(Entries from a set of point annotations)
= = = = = = =

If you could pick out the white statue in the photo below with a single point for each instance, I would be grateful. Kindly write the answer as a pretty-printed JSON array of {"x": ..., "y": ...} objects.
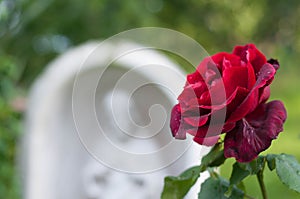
[{"x": 97, "y": 125}]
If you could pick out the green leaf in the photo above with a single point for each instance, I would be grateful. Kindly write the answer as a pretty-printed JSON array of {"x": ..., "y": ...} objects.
[
  {"x": 217, "y": 187},
  {"x": 215, "y": 157},
  {"x": 271, "y": 160},
  {"x": 288, "y": 171},
  {"x": 238, "y": 174},
  {"x": 254, "y": 166},
  {"x": 178, "y": 187}
]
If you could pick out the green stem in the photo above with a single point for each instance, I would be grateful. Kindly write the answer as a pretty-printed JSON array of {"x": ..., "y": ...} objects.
[{"x": 262, "y": 186}]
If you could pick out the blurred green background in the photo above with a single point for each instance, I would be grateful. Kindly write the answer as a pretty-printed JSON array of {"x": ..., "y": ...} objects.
[{"x": 34, "y": 32}]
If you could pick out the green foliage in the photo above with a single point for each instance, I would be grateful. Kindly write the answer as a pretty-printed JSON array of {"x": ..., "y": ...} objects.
[
  {"x": 177, "y": 187},
  {"x": 288, "y": 171},
  {"x": 9, "y": 129},
  {"x": 216, "y": 187}
]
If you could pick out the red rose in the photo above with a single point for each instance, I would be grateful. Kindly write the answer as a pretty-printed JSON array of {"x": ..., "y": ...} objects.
[{"x": 228, "y": 93}]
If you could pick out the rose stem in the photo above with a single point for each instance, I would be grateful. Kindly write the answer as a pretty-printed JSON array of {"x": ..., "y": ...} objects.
[{"x": 262, "y": 186}]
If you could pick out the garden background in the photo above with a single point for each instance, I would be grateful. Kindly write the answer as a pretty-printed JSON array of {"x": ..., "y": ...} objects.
[{"x": 32, "y": 33}]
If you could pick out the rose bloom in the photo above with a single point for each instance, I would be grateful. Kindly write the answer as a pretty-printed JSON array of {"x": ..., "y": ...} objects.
[{"x": 228, "y": 93}]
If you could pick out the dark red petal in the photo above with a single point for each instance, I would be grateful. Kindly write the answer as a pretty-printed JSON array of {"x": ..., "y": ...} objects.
[
  {"x": 255, "y": 133},
  {"x": 225, "y": 60},
  {"x": 264, "y": 94},
  {"x": 249, "y": 53},
  {"x": 209, "y": 141},
  {"x": 251, "y": 76},
  {"x": 274, "y": 63},
  {"x": 175, "y": 123},
  {"x": 235, "y": 77},
  {"x": 196, "y": 121},
  {"x": 266, "y": 74},
  {"x": 194, "y": 77}
]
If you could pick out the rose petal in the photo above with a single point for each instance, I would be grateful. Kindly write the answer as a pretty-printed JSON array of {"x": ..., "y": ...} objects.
[
  {"x": 196, "y": 121},
  {"x": 274, "y": 63},
  {"x": 255, "y": 133},
  {"x": 225, "y": 60},
  {"x": 209, "y": 141},
  {"x": 266, "y": 74},
  {"x": 249, "y": 53},
  {"x": 176, "y": 124},
  {"x": 235, "y": 77}
]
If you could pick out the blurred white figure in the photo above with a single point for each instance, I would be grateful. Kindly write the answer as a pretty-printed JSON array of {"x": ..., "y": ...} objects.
[{"x": 97, "y": 125}]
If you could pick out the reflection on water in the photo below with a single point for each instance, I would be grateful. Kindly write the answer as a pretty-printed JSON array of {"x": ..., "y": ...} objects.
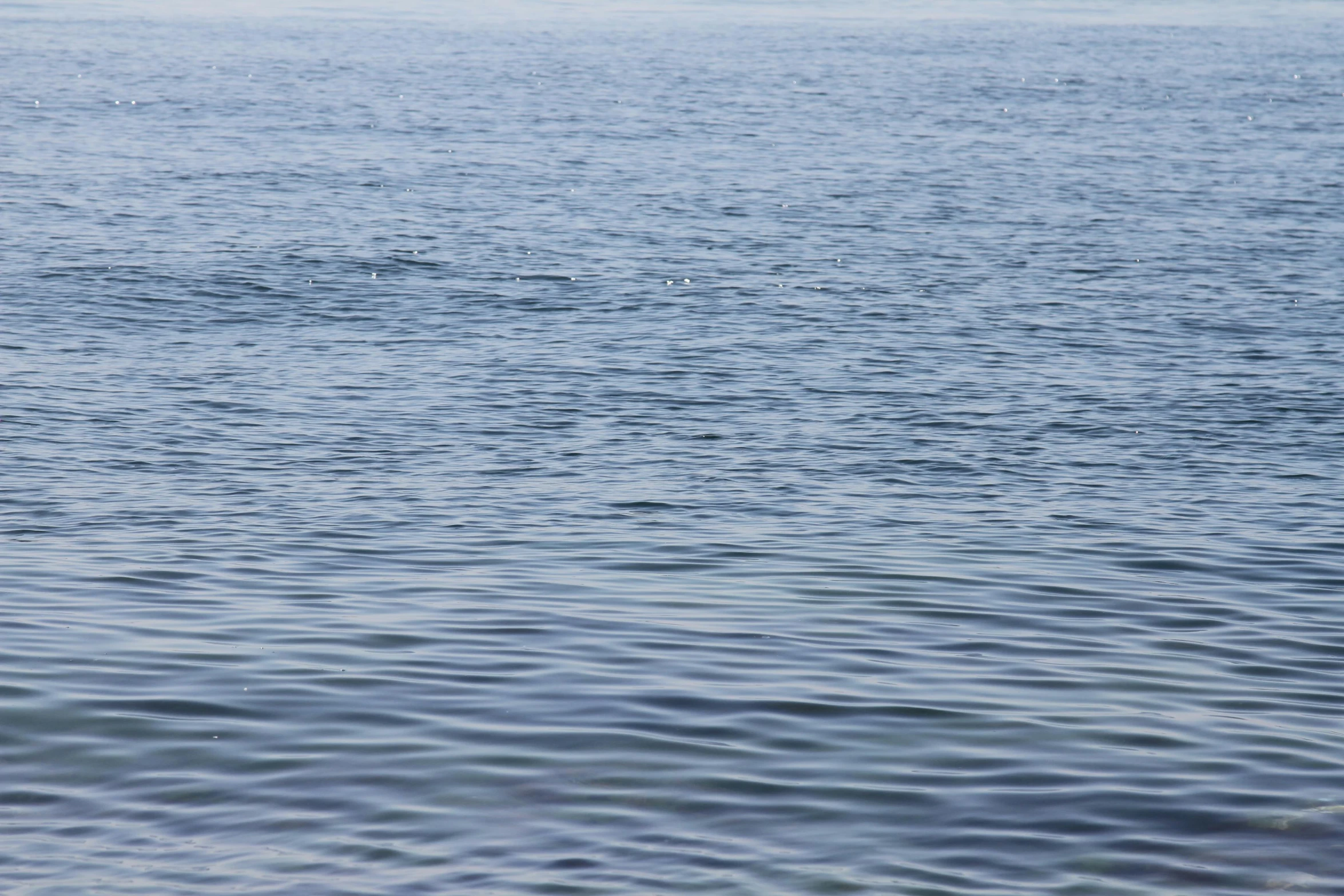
[{"x": 795, "y": 459}]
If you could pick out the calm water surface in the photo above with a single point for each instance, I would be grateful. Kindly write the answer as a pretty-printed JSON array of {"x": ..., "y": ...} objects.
[{"x": 671, "y": 456}]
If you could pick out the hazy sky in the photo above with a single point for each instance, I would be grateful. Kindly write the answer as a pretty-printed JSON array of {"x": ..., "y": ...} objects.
[{"x": 1119, "y": 11}]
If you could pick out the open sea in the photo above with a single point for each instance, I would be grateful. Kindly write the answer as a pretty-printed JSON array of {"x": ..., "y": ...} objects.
[{"x": 699, "y": 451}]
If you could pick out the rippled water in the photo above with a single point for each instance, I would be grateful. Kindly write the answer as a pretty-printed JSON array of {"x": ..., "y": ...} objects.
[{"x": 671, "y": 457}]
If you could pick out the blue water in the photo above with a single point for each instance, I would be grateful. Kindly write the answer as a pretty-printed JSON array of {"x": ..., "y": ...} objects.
[{"x": 667, "y": 455}]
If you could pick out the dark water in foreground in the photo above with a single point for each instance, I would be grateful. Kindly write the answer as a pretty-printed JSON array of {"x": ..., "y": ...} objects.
[{"x": 769, "y": 459}]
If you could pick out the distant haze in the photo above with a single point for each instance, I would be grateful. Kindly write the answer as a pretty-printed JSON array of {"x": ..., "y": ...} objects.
[{"x": 1080, "y": 11}]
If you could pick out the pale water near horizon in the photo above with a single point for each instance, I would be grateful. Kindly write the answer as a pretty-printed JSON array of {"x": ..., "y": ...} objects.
[{"x": 671, "y": 457}]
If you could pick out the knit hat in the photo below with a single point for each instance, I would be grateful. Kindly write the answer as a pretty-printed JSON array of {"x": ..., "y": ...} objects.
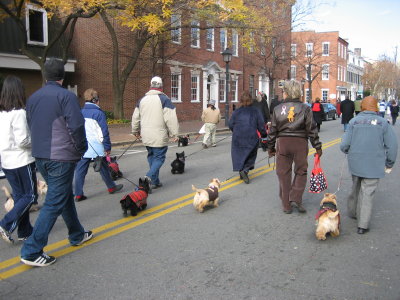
[
  {"x": 156, "y": 82},
  {"x": 369, "y": 103},
  {"x": 54, "y": 70}
]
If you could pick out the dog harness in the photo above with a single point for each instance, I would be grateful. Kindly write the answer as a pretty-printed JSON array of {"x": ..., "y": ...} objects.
[
  {"x": 212, "y": 193},
  {"x": 325, "y": 207}
]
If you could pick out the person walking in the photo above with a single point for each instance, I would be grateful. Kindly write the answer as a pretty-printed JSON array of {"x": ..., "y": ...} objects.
[
  {"x": 17, "y": 161},
  {"x": 318, "y": 112},
  {"x": 154, "y": 120},
  {"x": 244, "y": 123},
  {"x": 99, "y": 145},
  {"x": 357, "y": 105},
  {"x": 347, "y": 109},
  {"x": 371, "y": 148},
  {"x": 394, "y": 111},
  {"x": 291, "y": 127},
  {"x": 211, "y": 117},
  {"x": 58, "y": 142}
]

= = = = = = =

AIM =>
Please return all of the data above word for word, omitting the pictures.

THE ANSWER =>
If you could pick out the white statue in the photo below with a single point for each instance, I would be grateful. Kindly write the answer as a pretty-printed JSON array of {"x": ..., "y": ...} objects.
[{"x": 97, "y": 125}]
If you could pick out the green leaf in the photo above with a single point for each instance, I would be grateful. Kindly write the answer as a pretty-printed JSON array of {"x": ..., "y": ...} objects.
[
  {"x": 217, "y": 187},
  {"x": 215, "y": 157},
  {"x": 271, "y": 160},
  {"x": 288, "y": 171},
  {"x": 238, "y": 174},
  {"x": 254, "y": 166},
  {"x": 178, "y": 187}
]
If you could pick out the green stem in the photo above with a single point for each instance, I would be grateful. Kindly write the answer as a pretty-printed JSON array of {"x": ..., "y": ...} objects.
[{"x": 262, "y": 186}]
If you could pick out the blurred green background in the photo above with a single point for each instance, I would be grateful. Kindly write the answer as a pretty-printed JSON array of {"x": ..., "y": ...} objects.
[{"x": 34, "y": 32}]
If you could pick out the green foliage in the photo above with a single point for each instance, I would be grateful. Kindly write the answer as a pretty-printed JSON array of {"x": ..., "y": ...} objects.
[
  {"x": 177, "y": 187},
  {"x": 288, "y": 171},
  {"x": 9, "y": 129},
  {"x": 216, "y": 187}
]
If you could pick out the red rose in the photo above with a single point for each instance, I would be grateful. Kindly write the answer as a pretty-printed JSON array of {"x": ..., "y": ...} objects.
[{"x": 228, "y": 93}]
If you could pick out the rose stem in the photo above with a single point for each instance, I would be grateful. Kindly write the answer as a pretty-printed JSON array of {"x": ..., "y": ...} objects.
[{"x": 262, "y": 186}]
If you could pick out the garden background in the photo above with a single point for each instance, I would be grateful. Kindly write the answer as a pretty-printed JSON array of {"x": ..., "y": ...} objects.
[{"x": 32, "y": 33}]
If you could pick out the rose bloom in the photo above with a single point for each instance, I would be grateful. Kindly write the answer as a pretty-printed JSON array of {"x": ..., "y": ...} objects.
[{"x": 228, "y": 93}]
If you could pick out the dark red petal in the photo above with a single point for each instance, I would be grateful. Kindly write the answer as a pretty-printed JSON array of {"x": ..., "y": ...} objects.
[
  {"x": 255, "y": 133},
  {"x": 225, "y": 60},
  {"x": 264, "y": 94},
  {"x": 249, "y": 53},
  {"x": 209, "y": 141},
  {"x": 251, "y": 76},
  {"x": 274, "y": 63},
  {"x": 175, "y": 123},
  {"x": 235, "y": 77},
  {"x": 196, "y": 121},
  {"x": 266, "y": 74},
  {"x": 194, "y": 77}
]
If you could pick out the rose petal in the photo above with a single point for each instance, I would be grateful. Kindly write the answer as a pretty-printed JSON array of {"x": ..., "y": ...} objects.
[
  {"x": 196, "y": 121},
  {"x": 274, "y": 63},
  {"x": 255, "y": 133},
  {"x": 225, "y": 60},
  {"x": 209, "y": 141},
  {"x": 266, "y": 74},
  {"x": 249, "y": 53},
  {"x": 176, "y": 124},
  {"x": 235, "y": 77}
]
If you could pick out the blurred white figure in the photo above with a single point for each instance, I would be grateful. Kindly write the answer as a pretty-printed JSON array of {"x": ..., "y": ...} objects.
[{"x": 97, "y": 125}]
If you could pick out the reflection on water in the photo below with a single point for each instance, I would be grateful. Kindly write the answer as a pretty-printed JSON array of {"x": ..., "y": ...} objects.
[{"x": 795, "y": 459}]
If you could pick out the calm water surface in the photo above with a single point for each instance, I would be grateful. Kindly write the answer as a pretty-printed JSON array of {"x": ..., "y": ...} objects.
[{"x": 671, "y": 456}]
If you could pick out the hazy sky in the photo above with a single point for each instance, I would be grateful. Kindly write the answer as a pretty-printed JSON array of {"x": ..., "y": ...} objects.
[{"x": 1119, "y": 11}]
If you could pick out the open sea in the photo above with a single point for each instance, I would be grateful. Kindly write the answer as a pretty-printed JSON array of {"x": ..., "y": ...} objects.
[{"x": 699, "y": 451}]
If you could pick out the rippled water in the photo above with a single point for each instance, I would be grateful. Kindly write the answer as a pretty-printed JSON array of {"x": ..., "y": ...} objects.
[{"x": 671, "y": 457}]
If you could pick out the blue water in the photo above with a single point for each instance, I would be grateful. Kindly write the answer as a pretty-printed JSON array of {"x": ..., "y": ...} objects.
[{"x": 667, "y": 455}]
If you could pick out the dark water in foreground in the photo above with a single point for each instance, I would be grateful. Kindly write the answer as a pretty-printed JSON array of {"x": ..., "y": ...} objects.
[{"x": 769, "y": 459}]
If you could pick out the distant haze in the photo above with a single point for each instance, I would be grateful. Kindly write the answer as a pretty-printed JSON array of {"x": ..., "y": ...} objects.
[{"x": 1080, "y": 11}]
If you could pick out the pale water near horizon in the photo above with a single point for each instance, I would be grateful. Kindly write the answer as a pretty-printed JSON array of {"x": ..., "y": ...} objects.
[{"x": 671, "y": 457}]
If you could pick out the knit hat in the photo below with a single point for each instance, I would be grateful. Kindly write the answer as a pretty-printed JSON array of {"x": ..., "y": ...} objects.
[
  {"x": 156, "y": 82},
  {"x": 369, "y": 103},
  {"x": 54, "y": 70}
]
If you could pick out the dog harness in the photo above with a single point for each instance, I would be grateful. Kindly write the answer as a pretty-printed JSON array of {"x": ..., "y": ...} objects.
[
  {"x": 212, "y": 193},
  {"x": 325, "y": 207}
]
If you could pick out the person walking in the photo above with a single point for each instance, I would be grateful. Kindly write the answer as a pretty-printed JSON array of {"x": ..., "y": ...} objects.
[
  {"x": 17, "y": 161},
  {"x": 318, "y": 112},
  {"x": 154, "y": 120},
  {"x": 244, "y": 123},
  {"x": 99, "y": 145},
  {"x": 357, "y": 105},
  {"x": 347, "y": 109},
  {"x": 371, "y": 148},
  {"x": 394, "y": 111},
  {"x": 291, "y": 127},
  {"x": 211, "y": 117},
  {"x": 58, "y": 142}
]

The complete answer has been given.